[Start Document segment]

If you need to use fixed-point, then you must implement addition and multiplication operations. In that case, you need to worry about how many bits you have allocated for the fractional part and how many bits allocated for the integer part. And then you can do "shift" operation as your preference.
In the following code-snippet, I've implemented fixed-point by allocating 22 bits for the fractional part and 9 bits for the integer part. (additional bit will be for the sign)
In multiplication, I've first expanded the bit-length of each value to avoid overflow. After multiplication, left shift will happen to keep the same fractional part for the output of multiplication.
In addition, I've added saturation for the output, in order to avoid any overflow (if overflow happens, then output will keep the maximum absolute value that it can keep irrespective of the sign)
#include <stdio.h>
#include <math.h>
#include <stdint.h>
#define fractional_bits 22
#define fixed_type_bits 32
typedef int32_t fixed_type;
typedef int64_t expand_type;
fixed_type float_to_fixed(float inp)
{
return (fixed_type)(inp * (1 << fractional_bits));
}
float fixed_to_float(fixed_type inp)

[End Document segment]
[Start Dataset excerpts]

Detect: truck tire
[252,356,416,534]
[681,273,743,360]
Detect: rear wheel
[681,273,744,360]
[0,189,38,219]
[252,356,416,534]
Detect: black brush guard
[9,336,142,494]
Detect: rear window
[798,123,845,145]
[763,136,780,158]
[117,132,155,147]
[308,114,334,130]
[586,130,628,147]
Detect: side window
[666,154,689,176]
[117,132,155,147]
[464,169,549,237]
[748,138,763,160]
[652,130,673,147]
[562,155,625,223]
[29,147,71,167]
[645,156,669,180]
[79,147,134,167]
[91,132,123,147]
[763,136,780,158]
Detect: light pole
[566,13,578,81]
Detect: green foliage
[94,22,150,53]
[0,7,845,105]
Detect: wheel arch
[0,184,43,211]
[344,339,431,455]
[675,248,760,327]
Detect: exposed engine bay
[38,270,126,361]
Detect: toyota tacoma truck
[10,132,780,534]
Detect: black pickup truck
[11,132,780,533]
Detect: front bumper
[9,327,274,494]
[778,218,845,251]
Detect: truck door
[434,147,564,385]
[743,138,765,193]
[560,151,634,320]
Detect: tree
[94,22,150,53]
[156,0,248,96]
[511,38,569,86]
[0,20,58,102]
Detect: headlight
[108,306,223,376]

[End Dataset excerpts]

* Exercise requirements:
1. In the fixed-point post, how many bits are allocated for the fractional part?
2. Please carry the fixed-point post forward, starting right after its final line.

* Responses per task:
1. 22 bits.

2.
{
return ((float)inp) / (1 << fractional_bits);
}
fixed_type fixed_mult(fixed_type inp_1, fixed_type inp_2)
{
return (fixed_type)(((expand_type)inp_1 * (expand_type)inp_2) >> fractional_bits);
}
fixed_type fixed_add(fixed_type inp_1, fixed_type inp_2)
{
fixed_type inp_1_sign = inp_1 >> (fixed_type_bits - 1);
fixed_type inp_2_sign = inp_2 >> (fixed_type_bits - 1);
fixed_type add = inp_1 + inp_2;
fixed_type add_sign = add >> (fixed_type_bits - 1);
if (inp_1_sign != inp_2_sign)
{
return add;
}
else if (add_sign == inp_1_sign)
{
return add;
}
else if (add_sign == -1)
{
return ((1 << (fixed_type_bits - 2)) - 1 + (1 << (fixed_type_bits - 2)));
}
else if (add_sign == 1)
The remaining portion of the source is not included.